▶ _SELECTED PASSAGE_:
Charlene's Story

Back home – and smiling

Charlene Jones, lost her sense of taste and smell in mid-March. This wasn’t normal for the 52-year-old union organizer, and when she heard news reports describing the phenomenon as a symptom of the coronavirus, she grew concerned. Over the next five days, harsh coughing and extreme fatigue became the norm.

Charlene’s husband drove her to the emergency room and the triage squad recorded a 102.5 temperature and low oxygen levels. Tests revealed she was COVID positive.

Admitted to intensive care, Charlene struggled through pneumonia and was placed on a ventilator, airway support and feeding tube. Her tongue swelled and doctors used leeches to reduce its size.

Charlene clung to life over the next few weeks. Strapped to a rotating bed, she was proned, or placed stomach-down, to give the lungs more space to use oxygen. 
By April, Charlene stabilized and doctors recommended Select Specialty Hospital – Flint for its experience treating coronavirus survivors on ventilators.

Charlene wanted to get back to her family and job, so a physician-led team of nurses, therapists and dietitians created a plan for recovery. 
On the first day, the respiratory and pulmonology team evaluated and began testing whether Charlene’s lungs were ready to do more work.

▶ _EXERCISE REQUIREMENTS_:
[A] Answer these about Charlene's story:
(i) What temperature did the triage squad record?
(ii) What did doctors use to reduce the size of Charlene's tongue?
(iii) Which team evaluated Charlene on the first day at the new hospital?
[B] Return everything in Charlene's story from "Charlene wanted to" down to "do more work.", copied word for word.
You can do everything here without the lines that follow the text.

▶ _DATA FOR ANALYSIS_:
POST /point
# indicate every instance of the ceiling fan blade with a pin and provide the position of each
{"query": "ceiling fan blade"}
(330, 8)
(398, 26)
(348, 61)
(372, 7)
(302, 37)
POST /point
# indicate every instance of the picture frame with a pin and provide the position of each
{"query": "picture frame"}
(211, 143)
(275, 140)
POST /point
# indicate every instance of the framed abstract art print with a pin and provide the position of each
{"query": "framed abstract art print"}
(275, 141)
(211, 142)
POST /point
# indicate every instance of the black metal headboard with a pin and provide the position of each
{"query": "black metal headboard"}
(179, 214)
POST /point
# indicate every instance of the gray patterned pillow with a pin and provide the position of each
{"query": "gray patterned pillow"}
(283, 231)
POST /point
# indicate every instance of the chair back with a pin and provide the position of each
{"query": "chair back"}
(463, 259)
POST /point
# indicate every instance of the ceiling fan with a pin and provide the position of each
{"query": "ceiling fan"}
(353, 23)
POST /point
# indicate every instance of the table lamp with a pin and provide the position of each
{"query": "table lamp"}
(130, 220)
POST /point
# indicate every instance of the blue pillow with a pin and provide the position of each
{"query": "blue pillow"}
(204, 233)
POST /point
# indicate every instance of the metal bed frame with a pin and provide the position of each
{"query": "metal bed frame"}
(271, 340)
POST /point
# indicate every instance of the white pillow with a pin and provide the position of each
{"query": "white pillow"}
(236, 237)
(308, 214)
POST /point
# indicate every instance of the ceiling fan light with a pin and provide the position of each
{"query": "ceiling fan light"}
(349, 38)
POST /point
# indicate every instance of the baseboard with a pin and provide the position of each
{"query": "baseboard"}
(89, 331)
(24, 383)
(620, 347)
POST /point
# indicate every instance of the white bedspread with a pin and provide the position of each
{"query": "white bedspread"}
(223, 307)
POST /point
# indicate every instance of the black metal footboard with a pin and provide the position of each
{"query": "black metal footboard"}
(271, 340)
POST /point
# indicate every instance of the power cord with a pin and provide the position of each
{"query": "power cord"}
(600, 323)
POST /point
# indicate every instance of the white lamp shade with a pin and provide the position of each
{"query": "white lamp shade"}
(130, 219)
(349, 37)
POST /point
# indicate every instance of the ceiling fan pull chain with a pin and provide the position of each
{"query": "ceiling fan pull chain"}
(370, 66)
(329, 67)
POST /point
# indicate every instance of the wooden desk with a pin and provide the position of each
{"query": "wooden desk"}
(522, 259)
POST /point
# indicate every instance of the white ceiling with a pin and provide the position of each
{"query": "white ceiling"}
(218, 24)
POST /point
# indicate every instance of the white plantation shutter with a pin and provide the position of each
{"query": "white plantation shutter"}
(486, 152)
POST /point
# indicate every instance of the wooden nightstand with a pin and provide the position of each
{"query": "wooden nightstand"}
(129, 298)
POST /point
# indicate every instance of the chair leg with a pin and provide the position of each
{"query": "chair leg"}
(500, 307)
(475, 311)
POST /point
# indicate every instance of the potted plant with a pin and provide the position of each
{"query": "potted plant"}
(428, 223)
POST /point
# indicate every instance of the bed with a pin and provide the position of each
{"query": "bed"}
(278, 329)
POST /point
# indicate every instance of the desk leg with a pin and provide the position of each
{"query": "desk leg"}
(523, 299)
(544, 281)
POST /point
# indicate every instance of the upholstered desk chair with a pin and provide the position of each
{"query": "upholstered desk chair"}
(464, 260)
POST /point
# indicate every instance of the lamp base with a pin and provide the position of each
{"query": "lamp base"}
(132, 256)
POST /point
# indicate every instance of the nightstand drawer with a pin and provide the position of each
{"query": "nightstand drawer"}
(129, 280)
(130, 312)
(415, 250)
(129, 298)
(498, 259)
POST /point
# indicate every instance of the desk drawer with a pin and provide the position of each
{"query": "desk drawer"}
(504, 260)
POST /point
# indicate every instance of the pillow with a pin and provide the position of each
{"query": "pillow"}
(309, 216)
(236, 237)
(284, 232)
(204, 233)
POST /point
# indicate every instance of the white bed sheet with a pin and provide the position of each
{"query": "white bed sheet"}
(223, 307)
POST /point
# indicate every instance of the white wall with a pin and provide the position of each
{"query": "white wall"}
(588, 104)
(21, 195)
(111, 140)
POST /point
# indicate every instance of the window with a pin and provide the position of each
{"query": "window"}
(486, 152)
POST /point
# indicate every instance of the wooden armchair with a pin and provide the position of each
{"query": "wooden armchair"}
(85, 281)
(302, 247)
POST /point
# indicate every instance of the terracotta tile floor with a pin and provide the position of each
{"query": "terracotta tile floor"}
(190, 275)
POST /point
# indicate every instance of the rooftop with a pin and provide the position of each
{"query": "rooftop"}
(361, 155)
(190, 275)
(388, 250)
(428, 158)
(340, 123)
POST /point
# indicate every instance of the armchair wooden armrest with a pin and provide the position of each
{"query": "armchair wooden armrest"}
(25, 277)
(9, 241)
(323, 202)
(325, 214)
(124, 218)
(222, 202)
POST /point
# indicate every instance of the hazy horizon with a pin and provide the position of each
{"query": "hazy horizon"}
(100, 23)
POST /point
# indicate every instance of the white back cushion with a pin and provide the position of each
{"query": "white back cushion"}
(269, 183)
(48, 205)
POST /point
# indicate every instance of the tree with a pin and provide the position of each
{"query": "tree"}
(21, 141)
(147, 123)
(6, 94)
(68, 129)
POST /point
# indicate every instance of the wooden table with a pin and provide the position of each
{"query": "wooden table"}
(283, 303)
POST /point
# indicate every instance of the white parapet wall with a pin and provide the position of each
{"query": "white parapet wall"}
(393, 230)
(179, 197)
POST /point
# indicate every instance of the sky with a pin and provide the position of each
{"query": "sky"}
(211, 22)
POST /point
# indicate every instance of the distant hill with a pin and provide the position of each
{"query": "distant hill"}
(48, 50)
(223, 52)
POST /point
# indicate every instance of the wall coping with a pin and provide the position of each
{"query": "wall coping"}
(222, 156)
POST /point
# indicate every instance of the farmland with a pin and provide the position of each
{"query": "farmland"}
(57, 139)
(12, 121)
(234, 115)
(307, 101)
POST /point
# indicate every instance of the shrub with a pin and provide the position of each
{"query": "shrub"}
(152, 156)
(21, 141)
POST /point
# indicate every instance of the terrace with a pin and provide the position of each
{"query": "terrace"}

▶ _ANSWER SECTION_:
[A]
(i) 102.5
(ii) Leeches
(iii) The respiratory and pulmonology team

[B]
Charlene wanted to get back to her family and job, so a physician-led team of nurses, therapists and dietitians created a plan for recovery. 
On the first day, the respiratory and pulmonology team evaluated and began testing whether Charlene’s lungs were ready to do more work.